### TASK BRIEF
In two sentences, what does the passage below on powering homes from electric vehicles say?

### SELECTED TEXT
---

This sounds impossible? No. This is happening now and in the US during the big cold snap, this is exactly what EV owners were doing. Many EVs now offer bidirectional charging or vehicle to grid capabilities. Many have a standard AC socket that allows appliances to plug in without an inverter. Some offer a DC connection only requiring an inverter, but it’s still possible to provide power to almost all household appliances.
What about Australia?
The largest supplier and installer of EV charging stations now offers this service. https://jetcharge.com.au/services/vehicle-to-grid
We mentioned earlier that this would primarily be an EMERGENCY use only option. The reason is that lithium batteries do have limited cycle capacity. That is the number of times they can be fully charged and discharged before they go below a practical usable level, typically 60%. Typically this is around 3,000-5000 cycles now. Note this is full cycles, so if you only use 50% each day then it takes 2 days to use one full cycle. So if you topped up and then used the energy everyday for home, this would increase the cycles and run down the battery warranty faster than you might like.
The final comment here is that you might get paid to make your EV and its battery available in an emergency or under a VPP (Virtual Power Plant) program and that might make the difference in sticking with your old petrol gas guzzler and swapping to a clean electric vehicle. Obviously the ability to generate your own “fuel” from your own solar system instead of paying extortionately high prices for petrol might make you jump to an EV even faster.
The only question now is, which EV will you buy?

---

### EXTRACTED RECORDS
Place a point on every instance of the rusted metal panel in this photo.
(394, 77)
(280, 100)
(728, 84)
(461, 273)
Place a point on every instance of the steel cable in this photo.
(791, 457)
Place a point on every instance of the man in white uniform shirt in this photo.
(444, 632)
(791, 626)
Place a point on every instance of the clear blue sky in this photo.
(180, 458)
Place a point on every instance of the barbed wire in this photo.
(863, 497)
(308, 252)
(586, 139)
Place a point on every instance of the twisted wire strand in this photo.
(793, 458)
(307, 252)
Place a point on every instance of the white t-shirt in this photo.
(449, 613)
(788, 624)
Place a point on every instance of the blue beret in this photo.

---

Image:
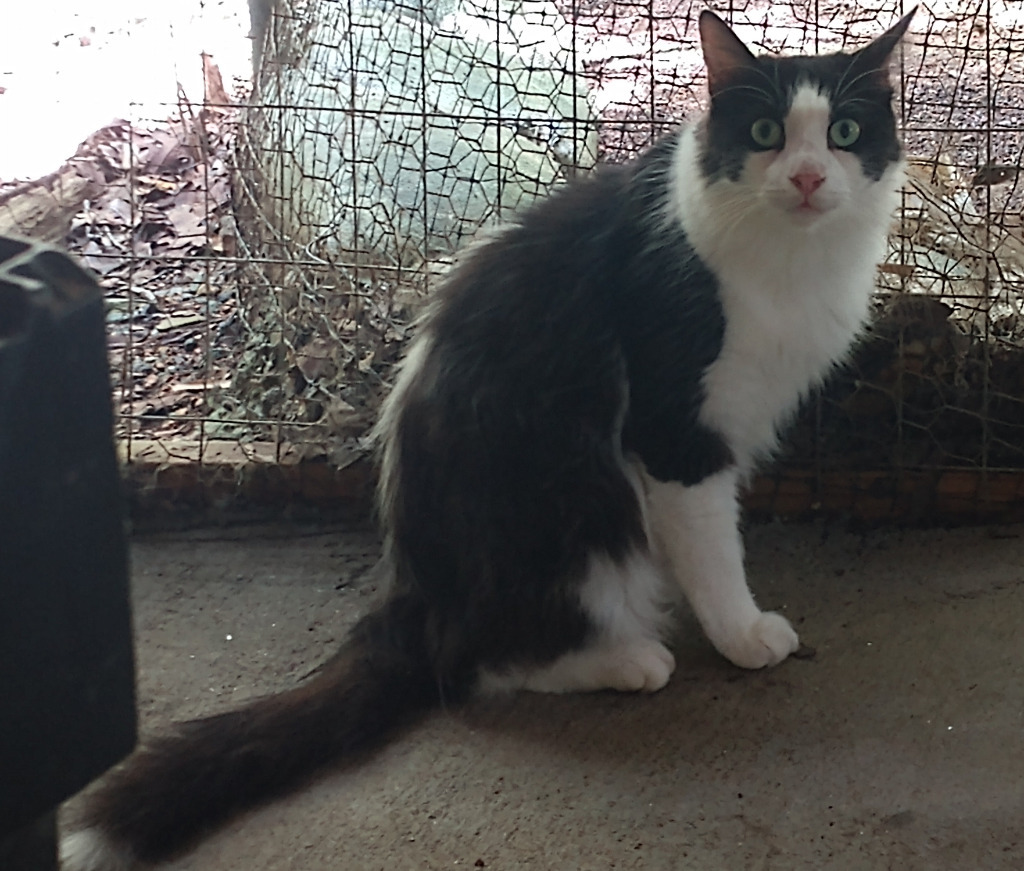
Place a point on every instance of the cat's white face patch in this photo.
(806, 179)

---

### IN RESPONSE
Many electric vehicles can now supply power to household appliances through bidirectional charging or vehicle-to-grid capabilities, as US owners did during a big cold snap, and the largest EV charging supplier and installer in Australia now offers this service. Because lithium batteries have limited cycle capacity, this is primarily an emergency option, though owners might get paid to make their EV battery available in an emergency or under a Virtual Power Plant program.